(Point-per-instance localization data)
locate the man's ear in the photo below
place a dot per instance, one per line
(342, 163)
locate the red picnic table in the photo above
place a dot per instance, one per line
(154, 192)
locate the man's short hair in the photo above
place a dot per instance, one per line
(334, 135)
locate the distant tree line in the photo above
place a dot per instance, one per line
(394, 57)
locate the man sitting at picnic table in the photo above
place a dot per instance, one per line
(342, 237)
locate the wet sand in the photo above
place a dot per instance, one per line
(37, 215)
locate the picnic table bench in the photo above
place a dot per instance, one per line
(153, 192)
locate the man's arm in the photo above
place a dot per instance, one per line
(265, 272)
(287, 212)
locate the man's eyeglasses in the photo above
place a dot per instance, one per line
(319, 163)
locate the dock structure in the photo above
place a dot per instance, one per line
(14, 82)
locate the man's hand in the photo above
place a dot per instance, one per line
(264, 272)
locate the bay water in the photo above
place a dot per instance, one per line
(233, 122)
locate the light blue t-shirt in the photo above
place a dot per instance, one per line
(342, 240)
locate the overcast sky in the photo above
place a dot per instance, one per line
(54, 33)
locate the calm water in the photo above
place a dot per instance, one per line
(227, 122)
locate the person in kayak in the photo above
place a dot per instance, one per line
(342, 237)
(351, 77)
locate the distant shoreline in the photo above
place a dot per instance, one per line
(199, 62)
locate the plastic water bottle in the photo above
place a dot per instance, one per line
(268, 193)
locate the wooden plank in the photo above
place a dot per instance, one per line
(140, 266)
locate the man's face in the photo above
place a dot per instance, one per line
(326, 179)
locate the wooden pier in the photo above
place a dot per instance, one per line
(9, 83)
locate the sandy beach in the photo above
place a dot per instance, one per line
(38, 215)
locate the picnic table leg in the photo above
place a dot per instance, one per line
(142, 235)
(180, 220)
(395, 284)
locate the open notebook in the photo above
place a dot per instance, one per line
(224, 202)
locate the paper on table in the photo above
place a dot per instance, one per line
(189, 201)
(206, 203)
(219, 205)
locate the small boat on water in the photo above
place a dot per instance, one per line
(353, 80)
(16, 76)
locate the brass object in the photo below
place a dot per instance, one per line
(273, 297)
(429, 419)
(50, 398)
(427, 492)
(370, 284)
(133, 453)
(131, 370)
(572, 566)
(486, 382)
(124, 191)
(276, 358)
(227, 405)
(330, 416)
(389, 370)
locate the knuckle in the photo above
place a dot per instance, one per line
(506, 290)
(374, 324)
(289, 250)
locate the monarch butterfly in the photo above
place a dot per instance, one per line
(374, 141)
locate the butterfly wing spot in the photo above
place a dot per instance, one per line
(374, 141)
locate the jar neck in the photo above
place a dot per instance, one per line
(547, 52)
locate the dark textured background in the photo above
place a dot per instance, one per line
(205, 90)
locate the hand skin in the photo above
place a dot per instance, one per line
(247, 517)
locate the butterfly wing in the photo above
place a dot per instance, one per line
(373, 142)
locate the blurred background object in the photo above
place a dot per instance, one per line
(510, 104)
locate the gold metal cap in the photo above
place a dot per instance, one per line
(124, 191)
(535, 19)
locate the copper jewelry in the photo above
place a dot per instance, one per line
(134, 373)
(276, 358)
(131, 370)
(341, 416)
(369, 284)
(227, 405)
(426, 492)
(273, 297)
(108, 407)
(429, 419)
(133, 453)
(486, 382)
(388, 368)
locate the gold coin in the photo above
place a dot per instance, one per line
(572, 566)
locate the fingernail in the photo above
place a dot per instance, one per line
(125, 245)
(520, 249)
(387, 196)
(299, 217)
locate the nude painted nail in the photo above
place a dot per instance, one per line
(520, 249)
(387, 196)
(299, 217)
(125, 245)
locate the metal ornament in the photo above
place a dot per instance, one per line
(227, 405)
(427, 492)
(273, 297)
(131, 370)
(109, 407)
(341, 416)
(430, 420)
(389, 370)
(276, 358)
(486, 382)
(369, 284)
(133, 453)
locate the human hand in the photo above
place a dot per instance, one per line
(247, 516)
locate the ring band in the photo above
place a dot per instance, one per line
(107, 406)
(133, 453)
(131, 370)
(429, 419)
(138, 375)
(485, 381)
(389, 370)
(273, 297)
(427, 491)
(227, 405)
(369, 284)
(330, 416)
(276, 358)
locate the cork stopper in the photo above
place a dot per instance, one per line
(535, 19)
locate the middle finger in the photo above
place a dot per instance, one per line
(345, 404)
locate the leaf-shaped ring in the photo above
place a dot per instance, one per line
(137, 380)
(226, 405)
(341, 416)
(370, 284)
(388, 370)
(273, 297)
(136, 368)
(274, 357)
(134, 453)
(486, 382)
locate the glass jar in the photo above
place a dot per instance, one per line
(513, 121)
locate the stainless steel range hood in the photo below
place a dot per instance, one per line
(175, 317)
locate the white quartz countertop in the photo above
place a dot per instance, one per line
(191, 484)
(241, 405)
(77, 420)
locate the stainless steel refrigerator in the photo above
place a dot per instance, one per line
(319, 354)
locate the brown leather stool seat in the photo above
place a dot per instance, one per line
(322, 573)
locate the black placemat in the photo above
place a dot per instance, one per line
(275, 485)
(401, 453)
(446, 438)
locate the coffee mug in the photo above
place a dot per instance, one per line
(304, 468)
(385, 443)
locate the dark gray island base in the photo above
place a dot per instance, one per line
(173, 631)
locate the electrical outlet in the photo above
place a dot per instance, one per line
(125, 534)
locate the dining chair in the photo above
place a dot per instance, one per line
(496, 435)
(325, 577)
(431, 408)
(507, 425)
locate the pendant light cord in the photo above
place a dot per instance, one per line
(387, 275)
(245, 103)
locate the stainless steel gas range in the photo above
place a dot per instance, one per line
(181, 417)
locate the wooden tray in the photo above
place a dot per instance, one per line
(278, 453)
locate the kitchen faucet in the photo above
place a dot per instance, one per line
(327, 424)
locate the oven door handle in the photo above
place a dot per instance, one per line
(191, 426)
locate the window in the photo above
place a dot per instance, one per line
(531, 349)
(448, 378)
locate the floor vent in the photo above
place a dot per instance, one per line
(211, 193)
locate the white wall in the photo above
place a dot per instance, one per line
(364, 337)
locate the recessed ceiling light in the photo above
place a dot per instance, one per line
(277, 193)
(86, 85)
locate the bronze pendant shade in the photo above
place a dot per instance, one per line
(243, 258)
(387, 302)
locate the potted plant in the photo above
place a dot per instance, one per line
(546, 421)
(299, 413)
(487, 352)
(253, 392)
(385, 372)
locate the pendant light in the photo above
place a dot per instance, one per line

== WORK ORDER ==
Copy only this part of the entries above: the line with "locate the wooden plank in the photo above", the line with "locate the small", and the lines between, all exactly as written.

== ANSWER SECTION ==
locate the wooden plank in the photo above
place a dot per instance, one per line
(140, 266)
locate the man's face in the photo above
place a dot per instance, one per line
(326, 179)
locate the wooden pier in the photo above
place a dot per instance, one per line
(9, 83)
locate the sandy beach in the photo above
place a dot per instance, one per line
(38, 215)
locate the picnic table leg in the photo above
place a dot per instance, one per line
(142, 235)
(180, 220)
(395, 284)
locate the open notebook in the photo above
place a dot per instance, one per line
(224, 202)
locate the paper on table in the photo above
place a dot per instance, one per line
(189, 201)
(206, 203)
(219, 205)
locate the small boat on water in the photo above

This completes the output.